▶ **Textabschnitt**:
Schwäbische Zeitung (Bad Saulgau)
Studie attestiert starken Zusammenhalt in Deutschland
Laut Bertelsmann-Stiftung wird jedoch eine große Gerechtigkeitslücke wahrgenommen
BERLIN - Knapp 70 Prozent der Bürgerinnen und Bürger in Deutschland sehen einen starken sozialen Zusammenhalt in ihrem Umfeld. Doch drei Viertel der Bevölkerung sind mit Blick auf das ganze Land skeptisch und halten den Kitt der Gesellschaft für brüchig. Das geht aus der Studie „Radar gesellschaftlicher Zusammenhalt“hervor, für die die BertelsmannStiftung 5000 Menschen in 79 Regionen befragt hat. Die besten Werte gibt es in Baden-Württemberg, Bayern und im Saarland.
Die Experten befragten die Teilnehmer nach dem sozialen Klima. Demnach schätzten 68 Prozent den sozialen Zusammenhalt in ihrer Umgebung als gut ein, nur knapp sieben Prozent halten ihn für schlecht. Dennoch wird die Lage im Land pessimistischer eingeschätzt. Denn drei Viertel gaben an, sie sähen den gesellschaftlichen Zusammenhalt zumindest teilweise als gefährdet an. „Die konkreten Alltagserfahrungen der Menschen sind besser als das, was sie für das gesamte Land vermuten – oder was ihnen öffentliche Debatten dazu spiegeln“, sagte Bertelsmann-Experte Stephan Vopel.
Zwischen Ost und West gibt es eine Kluft. Der Zusammenhalt in den ostdeutschen Ländern wird als deutlich schwächer bewertet. Auf einer Skala von 0 bis 100 Punkten landeten alle Bundesländer bei 57 bis 63 Punkten. Die höchsten Werte haben das Saarland und die übrigen Länder im Süden. Am Ende liegen die fünf neuen Länder. Schlusslichter sind Brandenburg und Sachsen. Auf die Frage, ob der Zusammenhalt in Deutschland gefährdet sei, antworteten 55 Prozent der Befragten in Mecklenburg-Vorpommern mit Ja, in Hamburg waren es nur 27 Prozent, der Durchschnitt lag bei 38 Prozent.

▶ **Verständnisfragen**:
**1.** Wie viele Menschen in wie vielen Regionen hat die Bertelsmann-Stiftung laut dem Artikel über den gesellschaftlichen Zusammenhalt befragt?
**2.** Setze den Artikel über den gesellschaftlichen Zusammenhalt im Anschluss an seinen letzten Satz fort.

[Datensätze aus einer Datenquelle]
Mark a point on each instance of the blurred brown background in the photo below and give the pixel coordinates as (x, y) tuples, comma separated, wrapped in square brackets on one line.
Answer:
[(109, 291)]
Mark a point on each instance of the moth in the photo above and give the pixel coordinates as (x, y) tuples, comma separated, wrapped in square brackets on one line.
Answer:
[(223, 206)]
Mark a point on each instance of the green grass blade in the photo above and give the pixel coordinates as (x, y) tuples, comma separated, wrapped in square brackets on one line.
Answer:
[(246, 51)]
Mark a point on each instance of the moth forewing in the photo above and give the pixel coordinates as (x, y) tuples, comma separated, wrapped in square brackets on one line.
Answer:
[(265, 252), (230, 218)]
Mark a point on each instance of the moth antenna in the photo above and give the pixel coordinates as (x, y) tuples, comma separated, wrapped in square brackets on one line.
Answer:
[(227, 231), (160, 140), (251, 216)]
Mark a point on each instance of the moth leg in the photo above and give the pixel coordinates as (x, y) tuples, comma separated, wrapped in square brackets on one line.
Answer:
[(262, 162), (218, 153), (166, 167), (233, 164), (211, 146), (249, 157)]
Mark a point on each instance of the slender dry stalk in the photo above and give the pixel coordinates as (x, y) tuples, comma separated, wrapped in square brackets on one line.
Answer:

▶ **Lösungen der Aufgaben**:
**1.** 5000 Menschen in 79 Regionen.

**2.**
„Der gesellschaftliche Zusammenhalt ist dort geringer, wo viele Arbeitslose und arme oder von Armut gefährdete Menschen leben“, halten die Forscher fest. Besonders eine hohe Jugendarbeitslosigkeit sowie ein hoher Anteil an Schulabgängern ohne Hauptschulabschluss bedrohe das Zusammengehörigkeitsgefühl, ebenso wie eine überalterte Bevölkerung. Insgesamt wird eine große Gerechtigkeitslücke in Deutschland wahrgenommen. Nur ein kleiner Teil der Befragten ist der Meinung, dass es bei der Verteilung des wirtschaftlichen Reichtums in Deutschland gerecht zugehe. „In Regionen und Bundesländern, die sich als weltoffen erweisen, in denen viele junge Menschen leben und Arbeit finden und die eher in der Lage sind, soziale Ausgrenzung zu verhindern, ist der Zusammenhalt besser“, lautet das Studienfazit.
„Für den Zusammenhalt spielt es keine Rolle, wie viele Ausländer und Migranten in einer Region oder in einem Bundesland leben“, heißt es in der Studie. Gesellschaftliche Vielfalt werde bundesweit in hohem Maße akzeptiert – auf einer Skala von 0 bis 100 lag der Schnitt bei 79 Punkten.